> **SOURCE DATA**
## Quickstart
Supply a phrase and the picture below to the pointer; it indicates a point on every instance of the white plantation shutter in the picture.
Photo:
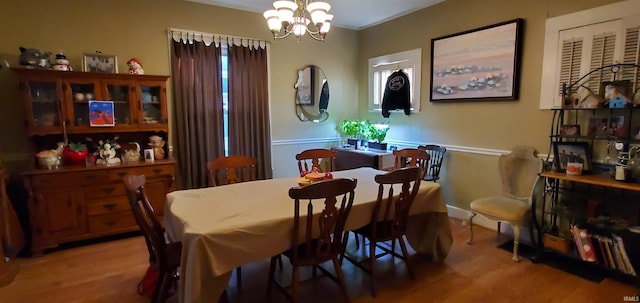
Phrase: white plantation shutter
(632, 56)
(570, 59)
(602, 54)
(580, 42)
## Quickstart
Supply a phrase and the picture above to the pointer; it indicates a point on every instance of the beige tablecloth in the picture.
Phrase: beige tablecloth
(224, 227)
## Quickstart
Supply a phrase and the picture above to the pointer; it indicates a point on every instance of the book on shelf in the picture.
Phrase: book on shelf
(583, 244)
(623, 255)
(605, 248)
(601, 253)
(612, 264)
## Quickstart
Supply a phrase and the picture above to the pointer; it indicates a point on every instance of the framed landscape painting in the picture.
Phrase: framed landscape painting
(477, 65)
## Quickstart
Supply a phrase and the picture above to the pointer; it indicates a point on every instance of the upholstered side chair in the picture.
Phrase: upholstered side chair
(519, 173)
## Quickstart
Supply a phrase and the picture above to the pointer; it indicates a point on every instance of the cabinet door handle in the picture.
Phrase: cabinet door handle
(108, 190)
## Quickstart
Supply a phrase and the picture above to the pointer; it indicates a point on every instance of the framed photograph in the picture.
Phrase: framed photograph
(636, 133)
(617, 94)
(148, 155)
(99, 63)
(616, 126)
(570, 130)
(598, 127)
(477, 65)
(565, 152)
(101, 113)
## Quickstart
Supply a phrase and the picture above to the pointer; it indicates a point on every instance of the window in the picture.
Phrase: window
(225, 97)
(578, 43)
(381, 67)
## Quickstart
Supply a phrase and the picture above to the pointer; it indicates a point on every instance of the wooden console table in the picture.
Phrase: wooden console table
(349, 158)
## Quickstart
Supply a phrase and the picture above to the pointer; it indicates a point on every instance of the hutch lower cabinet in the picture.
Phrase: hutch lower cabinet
(78, 203)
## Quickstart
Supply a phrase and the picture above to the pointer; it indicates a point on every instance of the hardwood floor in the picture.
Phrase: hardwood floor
(110, 271)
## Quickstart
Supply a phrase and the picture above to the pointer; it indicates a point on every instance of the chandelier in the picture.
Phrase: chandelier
(291, 17)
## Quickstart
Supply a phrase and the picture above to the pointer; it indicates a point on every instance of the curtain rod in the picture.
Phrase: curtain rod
(212, 35)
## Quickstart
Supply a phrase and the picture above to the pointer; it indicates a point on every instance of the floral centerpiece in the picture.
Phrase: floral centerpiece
(107, 151)
(377, 133)
(355, 130)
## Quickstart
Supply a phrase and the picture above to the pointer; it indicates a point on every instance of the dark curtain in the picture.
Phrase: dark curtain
(197, 95)
(249, 132)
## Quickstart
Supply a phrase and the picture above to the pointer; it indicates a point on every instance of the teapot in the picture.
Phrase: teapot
(157, 143)
(132, 155)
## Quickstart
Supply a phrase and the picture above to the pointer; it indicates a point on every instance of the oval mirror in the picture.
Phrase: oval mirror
(312, 95)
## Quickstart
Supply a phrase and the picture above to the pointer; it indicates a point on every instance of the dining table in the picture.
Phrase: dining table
(224, 227)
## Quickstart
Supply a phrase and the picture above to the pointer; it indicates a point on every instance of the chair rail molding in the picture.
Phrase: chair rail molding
(304, 141)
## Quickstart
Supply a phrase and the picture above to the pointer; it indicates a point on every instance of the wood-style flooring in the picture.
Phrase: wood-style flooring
(110, 271)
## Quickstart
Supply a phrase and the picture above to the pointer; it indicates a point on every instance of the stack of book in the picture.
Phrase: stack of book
(606, 250)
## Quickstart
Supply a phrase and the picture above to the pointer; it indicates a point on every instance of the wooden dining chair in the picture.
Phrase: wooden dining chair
(412, 157)
(320, 239)
(163, 256)
(231, 169)
(323, 159)
(436, 155)
(389, 218)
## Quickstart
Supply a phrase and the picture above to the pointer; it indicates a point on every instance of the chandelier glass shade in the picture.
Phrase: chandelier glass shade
(294, 17)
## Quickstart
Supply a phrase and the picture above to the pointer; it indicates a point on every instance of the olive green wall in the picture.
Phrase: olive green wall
(139, 29)
(476, 131)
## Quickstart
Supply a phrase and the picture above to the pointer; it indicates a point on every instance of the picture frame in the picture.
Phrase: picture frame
(148, 155)
(565, 152)
(598, 126)
(101, 113)
(617, 94)
(616, 127)
(100, 63)
(636, 133)
(570, 130)
(482, 64)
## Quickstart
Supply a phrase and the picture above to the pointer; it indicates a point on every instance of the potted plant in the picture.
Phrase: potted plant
(74, 154)
(353, 130)
(377, 133)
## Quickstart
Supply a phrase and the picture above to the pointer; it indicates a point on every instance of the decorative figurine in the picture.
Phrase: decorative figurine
(135, 66)
(34, 58)
(157, 143)
(62, 64)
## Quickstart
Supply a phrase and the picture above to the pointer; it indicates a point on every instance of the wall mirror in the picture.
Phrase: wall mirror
(312, 94)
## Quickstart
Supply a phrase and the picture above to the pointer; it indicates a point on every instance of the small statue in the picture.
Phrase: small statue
(3, 64)
(135, 66)
(157, 143)
(61, 63)
(34, 58)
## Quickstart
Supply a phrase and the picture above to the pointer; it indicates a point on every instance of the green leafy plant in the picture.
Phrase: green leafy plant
(351, 128)
(377, 132)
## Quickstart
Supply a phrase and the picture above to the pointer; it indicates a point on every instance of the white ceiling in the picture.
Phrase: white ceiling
(352, 14)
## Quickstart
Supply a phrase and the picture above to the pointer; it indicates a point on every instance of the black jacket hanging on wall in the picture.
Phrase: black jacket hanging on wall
(396, 94)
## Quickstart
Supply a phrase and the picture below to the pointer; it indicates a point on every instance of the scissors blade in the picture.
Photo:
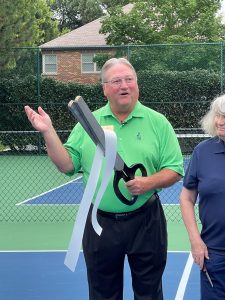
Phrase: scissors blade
(83, 114)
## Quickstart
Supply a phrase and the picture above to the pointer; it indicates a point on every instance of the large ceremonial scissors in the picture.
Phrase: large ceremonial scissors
(83, 114)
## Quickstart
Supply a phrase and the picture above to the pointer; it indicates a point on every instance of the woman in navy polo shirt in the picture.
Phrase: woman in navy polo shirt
(205, 179)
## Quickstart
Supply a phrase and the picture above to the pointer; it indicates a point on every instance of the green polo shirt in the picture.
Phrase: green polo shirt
(146, 137)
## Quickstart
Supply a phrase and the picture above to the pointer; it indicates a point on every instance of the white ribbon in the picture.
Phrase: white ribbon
(72, 254)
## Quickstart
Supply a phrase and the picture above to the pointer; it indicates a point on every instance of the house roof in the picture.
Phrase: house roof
(85, 36)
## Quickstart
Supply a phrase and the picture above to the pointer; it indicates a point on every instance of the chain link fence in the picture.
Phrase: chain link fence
(195, 71)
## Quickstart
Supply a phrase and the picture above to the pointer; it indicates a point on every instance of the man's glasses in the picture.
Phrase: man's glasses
(116, 82)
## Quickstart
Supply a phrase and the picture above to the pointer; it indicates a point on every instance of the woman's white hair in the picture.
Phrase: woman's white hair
(208, 121)
(112, 62)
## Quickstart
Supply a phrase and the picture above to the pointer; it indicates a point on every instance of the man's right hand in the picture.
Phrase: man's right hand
(40, 120)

> **YOUR INSTRUCTIONS**
Omit the pictures and restate the rest of the records verbatim.

> **EXERCISE RESPONSE**
## Quickstart
Supply a phrase and the picture below to the pointer; it indicates a point on every instance of the white plantation shutter in the picture.
Photo:
Phrase: white plantation shutter
(632, 56)
(570, 59)
(602, 54)
(580, 42)
## Quickstart
Supply a phrase and the picture above to the pointer; it indicates a point on every instance of the beige tablecloth in the picture.
Phrase: beige tablecloth
(224, 227)
## Quickstart
Supply a phrase and the picture above to the pointer; it indicates a point on every instance of the book on shelf in the picture.
Phrase: book on shelf
(583, 244)
(623, 255)
(605, 248)
(601, 253)
(612, 264)
## Quickstart
Supply a phrase and the picture above to the pointer; it indicates a point on every instance of the framed landscape painting in the picture.
Phrase: framed landscape painting
(477, 65)
## Quickstart
Supply a phrase and the picture above to the pointer; it indicates a point on every instance of the upholstered side chair in the picture.
Phrase: upholstered side chair
(519, 173)
## Quickstart
Supply a phrase and the picture above to the pointer; it indicates a point on every instance of the cabinet door handle in the picture.
Phrase: cabinet door handle
(108, 190)
## Quickstart
Supply a phrase and the picture above to the pointer; it indicates a point on every instance of the framed photograph in the picture.
Phrase: framed photograph
(636, 133)
(617, 94)
(148, 155)
(99, 63)
(616, 126)
(570, 130)
(598, 127)
(477, 65)
(565, 152)
(101, 113)
## Quickstart
Supply a phrase and the picture above to the pointer; it indicates a point on every instance of the window in the picture.
Phrase: window
(225, 97)
(578, 43)
(381, 67)
## Quickstart
Supply a phrase and the picture above to the pointer; it indicates a point on every instance of the wooden console table in the picture.
Phrase: wooden console table
(349, 158)
## Quickstart
Supply a phrase and the picture above to the pointer; it indicates a point on every instance of the hutch lower cabinet in the picture.
Phrase: hutch lower cabinet
(78, 203)
## Quickstart
Supply a phrase and the picture above to the pointer; it indicates a point on every instance of the hardwood floor in the picture.
Phrase: hardwood floor
(110, 271)
## Quickstart
Supply a phrase and the picture above to the pointer; it indicates a point on every instance of the chandelier in the picture.
Phrase: chandelier
(291, 17)
## Quickstart
Supply a phrase and the picture above to the pointer; it indicates a point on every instance of the curtain rod in the picture.
Phrase: curtain rod
(212, 35)
## Quickstart
Supply a phrase and the picture above to the pointer; it indicates a point on every instance of the floral centerpiece in the picture.
Phrase: floral centerpiece
(107, 151)
(377, 133)
(355, 130)
## Quickstart
Supply a phrase and the picture above to the pointer; it indicates a point on every instance of the dark curtain in the picture.
Phrase: dark curtain
(197, 95)
(249, 132)
## Quickstart
Supply a phrase and the picture above to the pointer; it indicates a point on every instance of the teapot in the picture.
Phrase: teapot
(157, 143)
(132, 155)
## Quickstart
Supply a phrase and the picture above to the pointer; it indicates a point on every instance of the oval mirror in the picture.
Phrase: oval mirror
(312, 95)
## Quickstart
Supply a phrase and the picture above to the pointer; it indicates a point on every instance of the dining table in the picture.
Phrase: dining table
(224, 227)
## Quickstart
Supply a phrase and the picture above to the pointer; it indicates a point on every instance of the chair rail molding in the picture.
Phrase: chair rail molding
(304, 141)
## Quickstart
Supply a phrase and the picture above to the pointer; it indicates a point on every instance of the wood-style flooring in the picture.
Phrase: wood-style flooring
(110, 271)
## Quickstart
Supply a phrase and the picture above to the pointer; it indicates a point on every instance of the stack of book in the picture.
Phrase: stack of book
(606, 250)
## Quickstart
Supply a phrase and the picture above to the pointer; it indicates a point on every instance of the wooden dining chair in the picture.
Phrase: wooden dining chair
(412, 157)
(320, 239)
(163, 256)
(231, 169)
(323, 159)
(436, 155)
(389, 218)
## Quickstart
Supply a phrase and the picture above to the pointer; it indicates a point on every instance of the chandelier glass shade in the picture.
Phrase: chandelier glass shade
(294, 17)
## Quickstart
Supply a phrase and the picture above to the pointer; it indicates a point on every instance of the olive green wall in the picture.
Phrase: olive green wall
(139, 29)
(476, 131)
## Quickstart
Supply a phrase and the picture above to the pointer; it indicates a point on every instance of the picture frame in the picture.
Phrase: picture frame
(148, 155)
(565, 152)
(598, 126)
(101, 113)
(617, 94)
(616, 127)
(100, 63)
(636, 133)
(570, 130)
(482, 64)
## Quickstart
Supply a phrase and the picture above to the pointer; it indicates a point on every instance of the potted plant in the picture.
Phrase: potted plant
(74, 154)
(353, 130)
(377, 133)
## Quickstart
Supply a phrase and the picture above to the pointer; it indicates a point on every instance of the decorative figurine in the picture.
Phrase: decorative figurine
(135, 66)
(34, 58)
(157, 143)
(62, 64)
## Quickstart
Supply a phrase and the picture above to the pointer; it indicates a point on every instance of the wall mirror in the picture.
Phrase: wall mirror
(312, 94)
## Quickstart
Supply a phrase and the picture above to the pointer; it indicates a point on every instance of the small statue in the picture.
Phrase: small statue
(3, 64)
(135, 66)
(157, 143)
(61, 63)
(34, 58)
## Quickstart
Supply a phrase and the picture above to the pointer; it indicates a point on every instance of the green leafy plant in the picture.
Phrase: green leafy plant
(351, 128)
(377, 132)
## Quickstart
Supply a phrase and the picture above to the pointer; it indicates a point on every instance of the white ceiling in the picture.
Phrase: white ceiling
(352, 14)
## Quickstart
Supply a phrase and the picture above to the pointer; it indicates a point on every instance of the black jacket hanging on wall in the picture.
Phrase: black jacket hanging on wall
(396, 94)
## Quickstart
Supply a phrase and the picture below to the pointer; it indicates a point on every instance of the scissors blade in the picture.
Photo:
Phrase: scissors blade
(83, 114)
## Quickstart
Supply a phrase and the picture above to the pointer; it indicates a point on every instance of the large ceremonial scissors in the picture.
Phrase: large ceremonial scissors
(83, 114)
## Quickstart
Supply a phrase and the picture above to the pointer; it indicates a point on every instance of the woman in navy polo shirt in the picture.
Phrase: woman in navy polo shirt
(205, 179)
## Quickstart
Supply a phrase and the picture above to the pointer; it indicates a point on every instance of the green polo shirt in the picture.
Phrase: green polo shirt
(146, 137)
## Quickstart
Supply a phrase and the picture above to the pointer; it indicates a point on every instance of the white ribbon in the picture.
Phrase: white ribbon
(72, 254)
## Quickstart
Supply a phrase and the picture above to the pointer; it indicates a point on every instance of the house roof in the picture.
Phrase: house roof
(85, 36)
## Quickstart
Supply a phrase and the picture above to the pointer; it indicates a point on every instance of the chain link fence in the picture.
Phrase: chain link fence
(195, 71)
## Quickstart
Supply a phrase and the picture above to the pointer; it indicates a point on every instance of the man's glasses in the picture.
Phrase: man's glasses
(116, 82)
## Quickstart
Supply a phrase and the picture above to the pointer; it indicates a point on every instance of the woman's white hair in the picture.
Phrase: woman's white hair
(208, 121)
(112, 62)
## Quickstart
Supply a phrase and the picture above to the pointer; it indicates a point on every instance of the man's right hand in the picture.
Phrase: man's right hand
(40, 120)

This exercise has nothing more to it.